Page excerpt:
Four feature documentaries directed by Barbet Schroeder form the centerpiece of this year’s To Save and Project series at the Museum of Modern Art. Schroeder’s documentaries, some screened here in newly restored versions, have been difficult to see, especially three short ethnographic films scheduled for January 4 and 9. The Venerable W, his latest feature, will receive a week-long run from January 4–10.

An actor and producer as well as director, Schroeder was an influential figure in the French New Wave, particularly as a producer for Eric Rohmer. He has directed several fiction features, including the Oscar-winning Reversal of Fortune and the Charles Bukowski story, Barfly.

Released in 1974, General Idi Amin: A Self Portrait (Jan. 5, 8) provided the first intimate and comprehensive account of the ruthless dictator. Schroeder collaborated with cinematographer Néstor Almendros on that film and his next feature documentary, 1978’s Koko: A Talking Gorilla (Jan, 4, 8), which has become a milestone in the struggle for animal rights.

Screening on January 5 and 9, the award-winning Terror’s Advocate (2007) uses the career of lawyer Jacques Vergès to examine ties among international terrorists over the past half-century. Densely packed, and marked by chilling interviews with Vergès, the documentary ranges from the battle for independence in Algeria through Pol Pot, the Baader-Meinhof Gang, Carlos the Jackal, and Klaus Barbie — an underground history of chaos and violence.

The Venerable W, which screened at Cannes in 2107, forms the third part of Schroeder’s informal “Trilogy of Evil.” Focusing on Buddhist leader Ashin Wirathu, the documentary shows how anti-Muslim sentiment has been nurtured by both religious and political leaders in Myanmar. By preaching against the Rohingya Muslim community in particular, Wirathu has helped instigate violence against hundreds of thousands of victims of discrimination.

Schroeder spoke by phone with Filmmaker about his documentaries prior to the opening of To Save and Project.

Filmmaker: Were you involved in the restorations?

Schroeder: I worked on the restoration of Idi Amin Dada: A Self Portrait and Koko: A Talking Gorilla. Unfortunately, the producer of Terror’s Advocate has not funded a restoration. Once you restore a film originally shot on 16mm, the results are fantastic. You see a big difference, they look better than ever.

Filmmaker: Do you see the films differently now than when you shot them?

Schroeder: They stay very close to me, I know them quite well, and I enjoy them enormously. Actually Idi Amin Dada is the one movie that I’ve seen so many times because I had to. Every time I enjoy as much — I never get tired of it. None of those movies was edited in less than six months. The Venerable W we even pushed to nine months of editing. That’s completely different from documentaries you see on TV because editing is such a big expense.

Filmmaker: That may account for why your documentaries are so dense with information, so layered.

Schroeder: That’s exactly what I want to say. It makes you feel more the narration of the images when you spend the time editing. You’re assembling a narrative.

Data:
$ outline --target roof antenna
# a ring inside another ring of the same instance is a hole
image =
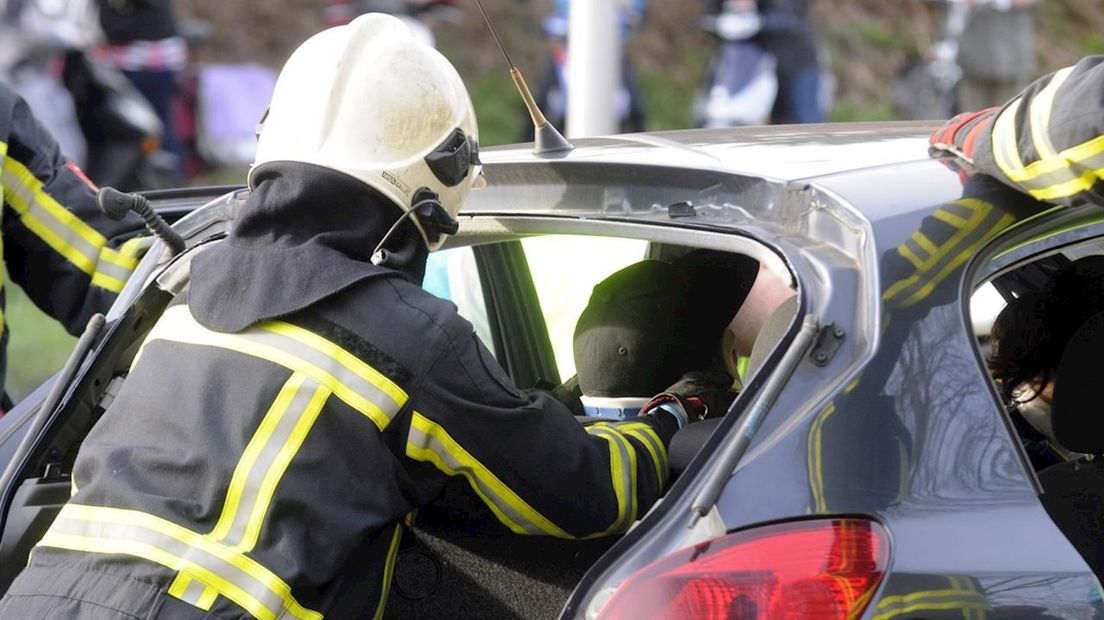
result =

What to work on:
(A) Print the passage of the Barbet Schroeder article from "The Venerable W, which" to "victims of discrimination.".
(B) According to the Barbet Schroeder article, are these statements true? (i) Schroeder worked as a producer for Eric Rohmer. (ii) The producer of Terror's Advocate paid for its restoration. (iii) The Venerable W was edited for nine months.
(C) Write the next part of the Barbet Schroeder interview, following on from its final line.
The material is separate from the Barbet Schroeder article.

Results in order:
(A)
The Venerable W, which screened at Cannes in 2107, forms the third part of Schroeder’s informal “Trilogy of Evil.” Focusing on Buddhist leader Ashin Wirathu, the documentary shows how anti-Muslim sentiment has been nurtured by both religious and political leaders in Myanmar. By preaching against the Rohingya Muslim community in particular, Wirathu has helped instigate violence against hundreds of thousands of victims of discrimination.

(B)
(i) Yes: "particularly as a producer for Eric Rohmer"
(ii) No: "Unfortunately, the producer of Terror’s Advocate has not funded a restoration."
(iii) Yes: "The Venerable W we even pushed to nine months of editing."

(C)
Filmmaker: Can you talk about collaborating with Néstor Almendros on Idi Amin and Koko?

Schroeder: He was one of the greatest. We were always looking for the most natural photography, and he was always coming up with ideas. Actually, the greatest scene in Idi Amin Dada is when he is sitting on the roof of a boat, when he talking to an elephant and describing the landscape. That was a request from Nestor. He couldn’t film down in the interior, it was too dark. He said, “I’m sorry, I have to ask you all to go upstairs.” So I had to ask His Excellency to get up on the roof. It went perfectly, and we got one of the best scenes in the movie. That’s a perfect example of a great cameraman collaborating, not being to afraid to ask for crazy stuff.

Filmmaker: The temptation is to laugh at Idi Amin because he’s a clown, but he’s so dangerous at the same time.

Schroeder: Actually I wanted Idi Amin to feel completely at ease. So whenever I felt like laughing, I would. Completely. The more he saw me laughing, the more he was laughing himself. So you see that was the dynamic of the relationship. Some people have had fun on the Internet putting together a montage of Trump and Idi Amin, where Trump says “I’m very intelligent” and then Idi Amin says the same thing, and so on. There is a comical aspect to those characters. And you laugh. But in reality, you laugh with anxiety.

Filmmaker: Idi is very confident about himself, he knows how to play to the camera.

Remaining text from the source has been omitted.